▶ Given instruction a
Can you update the stretch of the poem from "Now you are" through "you are gone.", putting "moth" in place of "butterfly"?

===== Source excerpt

Peyote Visions
Tell a wise person, or else keep silent,
because the mass man will mock it right away.
I praise what is truly alive,
what longs to be burned to death.
In the calm water of the love-nights,
where you were begotten, where you have begotten,
a strange feeling comes over you,
when you see the silent candle burning.
Now you are no longer caught
in the obsession with darkness,
and a desire for higher love-making
sweeps you upward.
Distance does not make you falter.
Now, arriving in magic, flying,
and finally, insane for the light,
you are the butterfly and you are gone.
And so long as you haven’t experienced
this: to die and so to grow,
you are only a troubled guest
on the dark earth.”
Johann Wolfgang von Goethe
Reemergence:
I have been on hiatus from Turfing, as this has been a period of transition and change that I couldn’t quite get myself to to write during the time after my sister passed away. When one is in grief, it seems all else is suspended. I have had many deaths amongst friends and family along the way, but Rebecca’s death was the hardest. Perhaps the closeness we had, or the similar paths we tread. I find myself still dwelling on her death these months on.

==========

▶ Given instruction b
How many lines in the rows below contain the string "audience"? Reply with the number only.

===== Exercise inputs

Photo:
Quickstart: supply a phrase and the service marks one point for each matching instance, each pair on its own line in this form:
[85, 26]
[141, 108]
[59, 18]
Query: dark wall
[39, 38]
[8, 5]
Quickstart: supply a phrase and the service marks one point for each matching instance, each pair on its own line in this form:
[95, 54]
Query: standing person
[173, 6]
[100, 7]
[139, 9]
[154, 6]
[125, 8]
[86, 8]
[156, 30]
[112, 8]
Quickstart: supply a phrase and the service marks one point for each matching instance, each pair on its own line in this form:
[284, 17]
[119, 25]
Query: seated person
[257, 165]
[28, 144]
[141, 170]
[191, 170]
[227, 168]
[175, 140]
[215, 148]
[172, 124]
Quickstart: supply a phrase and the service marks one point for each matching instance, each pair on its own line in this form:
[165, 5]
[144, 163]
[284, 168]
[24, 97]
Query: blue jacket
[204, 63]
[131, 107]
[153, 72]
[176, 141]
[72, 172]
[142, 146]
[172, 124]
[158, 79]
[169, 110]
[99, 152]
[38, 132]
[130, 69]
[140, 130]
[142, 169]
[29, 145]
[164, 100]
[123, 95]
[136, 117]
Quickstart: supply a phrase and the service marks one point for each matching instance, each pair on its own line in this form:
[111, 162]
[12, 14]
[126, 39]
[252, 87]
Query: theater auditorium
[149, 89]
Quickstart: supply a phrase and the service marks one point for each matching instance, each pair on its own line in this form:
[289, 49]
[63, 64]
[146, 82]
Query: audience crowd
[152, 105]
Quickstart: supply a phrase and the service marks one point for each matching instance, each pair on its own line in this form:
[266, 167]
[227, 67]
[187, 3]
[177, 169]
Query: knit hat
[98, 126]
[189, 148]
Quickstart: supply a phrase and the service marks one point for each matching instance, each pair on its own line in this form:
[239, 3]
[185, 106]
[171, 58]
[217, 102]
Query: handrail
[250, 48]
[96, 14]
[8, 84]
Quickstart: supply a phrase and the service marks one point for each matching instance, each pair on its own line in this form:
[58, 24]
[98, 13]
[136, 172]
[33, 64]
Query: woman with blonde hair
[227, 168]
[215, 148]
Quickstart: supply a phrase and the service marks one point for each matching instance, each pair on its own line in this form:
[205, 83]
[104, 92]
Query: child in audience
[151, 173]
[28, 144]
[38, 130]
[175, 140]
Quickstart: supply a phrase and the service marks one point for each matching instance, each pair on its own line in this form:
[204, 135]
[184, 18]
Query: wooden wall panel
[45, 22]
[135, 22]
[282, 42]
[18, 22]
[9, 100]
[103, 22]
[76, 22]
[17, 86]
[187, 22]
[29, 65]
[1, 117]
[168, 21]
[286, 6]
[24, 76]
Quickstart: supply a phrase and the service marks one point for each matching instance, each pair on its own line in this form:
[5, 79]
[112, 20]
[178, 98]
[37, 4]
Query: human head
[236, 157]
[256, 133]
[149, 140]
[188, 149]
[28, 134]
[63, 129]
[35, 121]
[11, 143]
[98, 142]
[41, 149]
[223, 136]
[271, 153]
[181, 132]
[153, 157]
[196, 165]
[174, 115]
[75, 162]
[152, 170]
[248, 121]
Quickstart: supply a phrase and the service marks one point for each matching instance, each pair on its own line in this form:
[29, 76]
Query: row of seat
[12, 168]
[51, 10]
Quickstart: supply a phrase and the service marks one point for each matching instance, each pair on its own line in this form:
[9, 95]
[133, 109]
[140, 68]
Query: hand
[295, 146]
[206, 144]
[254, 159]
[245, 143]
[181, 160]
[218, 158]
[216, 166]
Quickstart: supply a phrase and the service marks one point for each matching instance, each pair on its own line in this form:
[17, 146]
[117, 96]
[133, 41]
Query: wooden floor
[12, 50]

==========

▶ Expected answer a
Now you are no longer caught
in the obsession with darkness,
and a desire for higher love-making
sweeps you upward.
Distance does not make you falter.
Now, arriving in magic, flying,
and finally, insane for the light,
you are the moth and you are gone.

▶ Expected answer b
2